Я работал в разных концах страны: на Камчатке, в Магаданской, Вологодской, Псковской областях, на Кольском полуострове. Везде народ очень хороший. Но северные народности отличаются каким-то особым своеобразием, непосредственностью, исключительной чистотой и честностью. Потому что… Я даже не знаю почему… Общение с ними — это как прикосновение к первозданной, нетронутой природе.
На севере — и на Камчатке, и здесь — сердца открыты, как двери домов. Двери домов не знают замков. Слово «замок» мы здесь забыли. Наш дом в поселке Хулимсунт закрывается только небольшим поленом, чтобы не залезли собаки. Притом не взрослые собаки, а щенки. Потому что здесь даже собаки очень честные и дисциплинированные. Ничего без спроса не тронут. Замков на Севере нет. Это общее свойство таежных народов.
Нас, геологов, на Севере встречают с открытым сердцем, с открытой душой. И мы стараемся отвечать тем же. Что греха таить, люди у нас, в изыскательских партиях, разные. Не приходится говорить о первозданности. Но что я заметил: среди такого населения и наши люди меняются. Когда, конечно, наших не большинство. Человек так устроен, что один перенимает что-то от другого. Что-то мы от них, что-то они от нас. И отношения наши сложились самые домашние, сердечные. Как же иначе! Потому что какие мы — такие и они будут.
С самого начала мы старались строить свои отношения разумно, человечно, как положено советским людям, но учитывая особые местные условия.

- Письменное задание 1
Определите, согласуются ли с отрывком текста утверждения: (a) дом в поселке Хулимсунт запирается на замок; (b) рассказчик работал на Кольском полуострове; (c) геологов на Севере встречают с открытым сердцем. Для каждого ответьте «да» или «нет» и приведите решающие слова отрывка дословно.
Отрывок текста и набор данных взяты из разных источников.

- Набор данных

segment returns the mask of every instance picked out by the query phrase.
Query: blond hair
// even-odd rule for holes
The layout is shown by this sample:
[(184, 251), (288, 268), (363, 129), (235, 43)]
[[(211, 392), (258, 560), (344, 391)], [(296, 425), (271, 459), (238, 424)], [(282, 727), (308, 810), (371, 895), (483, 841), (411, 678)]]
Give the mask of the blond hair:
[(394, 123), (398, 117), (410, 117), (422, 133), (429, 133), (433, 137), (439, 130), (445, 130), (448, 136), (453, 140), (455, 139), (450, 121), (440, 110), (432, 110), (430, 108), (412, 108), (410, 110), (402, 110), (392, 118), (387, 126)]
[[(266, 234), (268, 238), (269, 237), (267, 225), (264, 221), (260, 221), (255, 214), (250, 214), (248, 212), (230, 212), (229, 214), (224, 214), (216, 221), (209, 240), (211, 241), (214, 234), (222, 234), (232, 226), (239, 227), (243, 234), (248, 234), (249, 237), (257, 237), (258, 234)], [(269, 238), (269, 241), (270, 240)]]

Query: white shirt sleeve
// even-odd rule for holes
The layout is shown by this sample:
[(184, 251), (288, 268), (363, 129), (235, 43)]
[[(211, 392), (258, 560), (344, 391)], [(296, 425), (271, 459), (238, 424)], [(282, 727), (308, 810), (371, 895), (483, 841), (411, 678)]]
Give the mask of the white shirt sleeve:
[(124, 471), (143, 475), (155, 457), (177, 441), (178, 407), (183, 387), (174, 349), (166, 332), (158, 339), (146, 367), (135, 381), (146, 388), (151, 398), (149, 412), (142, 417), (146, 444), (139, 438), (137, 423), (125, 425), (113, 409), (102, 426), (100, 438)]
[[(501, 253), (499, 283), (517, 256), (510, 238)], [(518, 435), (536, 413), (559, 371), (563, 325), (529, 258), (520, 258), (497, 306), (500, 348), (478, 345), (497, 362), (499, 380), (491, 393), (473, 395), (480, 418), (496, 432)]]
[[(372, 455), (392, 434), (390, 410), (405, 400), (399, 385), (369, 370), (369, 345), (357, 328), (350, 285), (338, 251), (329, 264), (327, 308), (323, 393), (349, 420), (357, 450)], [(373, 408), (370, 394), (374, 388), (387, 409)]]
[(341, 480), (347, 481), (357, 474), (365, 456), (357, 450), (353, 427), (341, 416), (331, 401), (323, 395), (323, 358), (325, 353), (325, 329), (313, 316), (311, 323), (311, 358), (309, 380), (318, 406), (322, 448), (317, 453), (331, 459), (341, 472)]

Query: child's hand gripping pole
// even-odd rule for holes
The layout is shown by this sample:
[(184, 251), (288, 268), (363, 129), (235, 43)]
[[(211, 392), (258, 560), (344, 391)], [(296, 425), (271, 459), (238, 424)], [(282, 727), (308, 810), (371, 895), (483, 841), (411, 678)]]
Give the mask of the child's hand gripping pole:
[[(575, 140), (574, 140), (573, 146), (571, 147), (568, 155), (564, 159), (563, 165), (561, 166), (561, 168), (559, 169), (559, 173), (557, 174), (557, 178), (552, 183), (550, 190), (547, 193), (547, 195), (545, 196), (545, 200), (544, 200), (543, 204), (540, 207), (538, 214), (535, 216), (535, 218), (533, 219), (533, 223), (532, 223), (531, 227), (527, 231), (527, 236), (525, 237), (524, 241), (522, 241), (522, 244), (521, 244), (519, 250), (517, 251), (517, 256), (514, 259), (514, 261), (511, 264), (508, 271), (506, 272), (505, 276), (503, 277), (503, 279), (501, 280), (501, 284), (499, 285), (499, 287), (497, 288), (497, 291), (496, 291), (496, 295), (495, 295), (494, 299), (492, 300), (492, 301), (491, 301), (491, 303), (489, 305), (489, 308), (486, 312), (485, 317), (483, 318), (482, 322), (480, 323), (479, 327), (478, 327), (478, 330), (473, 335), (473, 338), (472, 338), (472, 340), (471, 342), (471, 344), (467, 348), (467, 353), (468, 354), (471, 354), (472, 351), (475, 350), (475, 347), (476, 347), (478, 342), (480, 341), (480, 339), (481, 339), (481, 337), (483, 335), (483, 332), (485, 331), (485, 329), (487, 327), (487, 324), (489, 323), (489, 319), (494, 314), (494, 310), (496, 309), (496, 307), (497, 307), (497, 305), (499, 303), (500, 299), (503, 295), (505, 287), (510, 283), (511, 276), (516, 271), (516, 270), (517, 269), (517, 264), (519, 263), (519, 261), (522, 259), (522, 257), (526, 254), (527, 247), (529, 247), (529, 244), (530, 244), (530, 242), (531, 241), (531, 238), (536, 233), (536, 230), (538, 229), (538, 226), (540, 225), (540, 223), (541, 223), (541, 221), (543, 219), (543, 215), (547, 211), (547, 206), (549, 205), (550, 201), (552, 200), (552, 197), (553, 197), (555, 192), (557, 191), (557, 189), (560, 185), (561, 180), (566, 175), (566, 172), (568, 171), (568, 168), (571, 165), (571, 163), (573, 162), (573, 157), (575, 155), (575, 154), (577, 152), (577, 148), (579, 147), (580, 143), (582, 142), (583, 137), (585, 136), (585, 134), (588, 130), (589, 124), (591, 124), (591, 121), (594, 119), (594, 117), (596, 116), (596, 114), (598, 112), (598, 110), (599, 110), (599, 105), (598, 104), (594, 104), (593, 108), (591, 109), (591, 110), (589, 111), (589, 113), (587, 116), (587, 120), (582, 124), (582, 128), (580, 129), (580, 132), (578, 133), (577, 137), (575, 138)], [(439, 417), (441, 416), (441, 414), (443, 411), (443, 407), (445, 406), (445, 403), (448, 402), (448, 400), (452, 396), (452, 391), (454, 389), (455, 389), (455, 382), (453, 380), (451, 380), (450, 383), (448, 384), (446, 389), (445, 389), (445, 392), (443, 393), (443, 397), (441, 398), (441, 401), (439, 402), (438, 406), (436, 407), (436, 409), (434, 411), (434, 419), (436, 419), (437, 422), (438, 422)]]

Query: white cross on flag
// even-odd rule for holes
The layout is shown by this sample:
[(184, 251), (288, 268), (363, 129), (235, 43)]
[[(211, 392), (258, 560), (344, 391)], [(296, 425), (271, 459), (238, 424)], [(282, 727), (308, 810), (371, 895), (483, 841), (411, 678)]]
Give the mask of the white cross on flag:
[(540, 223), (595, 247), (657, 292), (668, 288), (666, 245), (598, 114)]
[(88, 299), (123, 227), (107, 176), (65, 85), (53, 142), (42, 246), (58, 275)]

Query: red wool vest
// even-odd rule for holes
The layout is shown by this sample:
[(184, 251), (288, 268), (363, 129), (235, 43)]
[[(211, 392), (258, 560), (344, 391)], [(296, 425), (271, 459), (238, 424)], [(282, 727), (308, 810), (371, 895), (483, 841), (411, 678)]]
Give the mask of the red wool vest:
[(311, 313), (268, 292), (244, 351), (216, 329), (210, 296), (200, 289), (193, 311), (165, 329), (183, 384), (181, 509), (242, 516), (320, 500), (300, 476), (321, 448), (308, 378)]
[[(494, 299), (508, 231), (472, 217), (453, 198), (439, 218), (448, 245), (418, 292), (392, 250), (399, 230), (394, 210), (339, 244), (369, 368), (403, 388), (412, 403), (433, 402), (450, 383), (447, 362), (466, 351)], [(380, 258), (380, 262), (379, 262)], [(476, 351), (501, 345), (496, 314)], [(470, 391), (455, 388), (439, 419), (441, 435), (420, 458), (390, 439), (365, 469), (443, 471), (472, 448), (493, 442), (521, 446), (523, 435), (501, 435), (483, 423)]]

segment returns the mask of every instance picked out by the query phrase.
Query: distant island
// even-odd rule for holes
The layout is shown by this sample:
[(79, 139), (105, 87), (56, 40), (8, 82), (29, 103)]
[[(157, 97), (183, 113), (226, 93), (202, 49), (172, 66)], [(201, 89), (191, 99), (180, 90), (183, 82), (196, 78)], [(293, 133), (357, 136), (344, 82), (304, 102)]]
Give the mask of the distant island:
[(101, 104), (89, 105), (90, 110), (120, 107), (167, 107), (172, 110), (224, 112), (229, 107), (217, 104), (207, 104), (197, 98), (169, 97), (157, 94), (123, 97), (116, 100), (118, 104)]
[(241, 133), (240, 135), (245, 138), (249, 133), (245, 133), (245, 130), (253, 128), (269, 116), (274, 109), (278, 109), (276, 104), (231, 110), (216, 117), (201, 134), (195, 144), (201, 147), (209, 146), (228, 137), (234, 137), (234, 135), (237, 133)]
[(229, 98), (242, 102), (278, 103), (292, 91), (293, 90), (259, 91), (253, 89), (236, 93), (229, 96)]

- Письменное задание 2
Измените строки набора данных от его начала до строки с «241), (270, 240)]]» включительно: замените «blond hair» на «red hair», остальное оставьте без изменений. Выведите только эти строки.

- Правильный ответ 1
(a) Нет: «Наш дом в поселке Хулимсунт закрывается только небольшим поленом, чтобы не залезли собаки.»
(b) Да: «Я работал в разных концах страны: на Камчатке, в Магаданской, Вологодской, Псковской областях, на Кольском полуострове.»
(c) Да: «Нас, геологов, на Севере встречают с открытым сердцем, с открытой душой.»

- Правильный ответ 2
segment returns the mask of every instance picked out by the query phrase.
Query: red hair
// even-odd rule for holes
The layout is shown by this sample:
[(184, 251), (288, 268), (363, 129), (235, 43)]
[[(211, 392), (258, 560), (344, 391)], [(296, 425), (271, 459), (238, 424)], [(282, 727), (308, 810), (371, 895), (483, 841), (411, 678)]]
Give the mask of the red hair:
[(394, 123), (398, 117), (410, 117), (422, 133), (429, 133), (433, 137), (439, 130), (445, 130), (448, 136), (453, 140), (455, 139), (450, 121), (440, 110), (432, 110), (430, 108), (412, 108), (410, 110), (402, 110), (392, 118), (387, 126)]
[[(266, 234), (268, 238), (269, 237), (267, 225), (264, 221), (260, 221), (255, 214), (250, 214), (248, 212), (230, 212), (229, 214), (224, 214), (216, 221), (209, 240), (211, 241), (214, 234), (222, 234), (232, 226), (239, 227), (243, 234), (248, 234), (249, 237), (257, 237), (258, 234)], [(269, 238), (269, 241), (270, 240)]]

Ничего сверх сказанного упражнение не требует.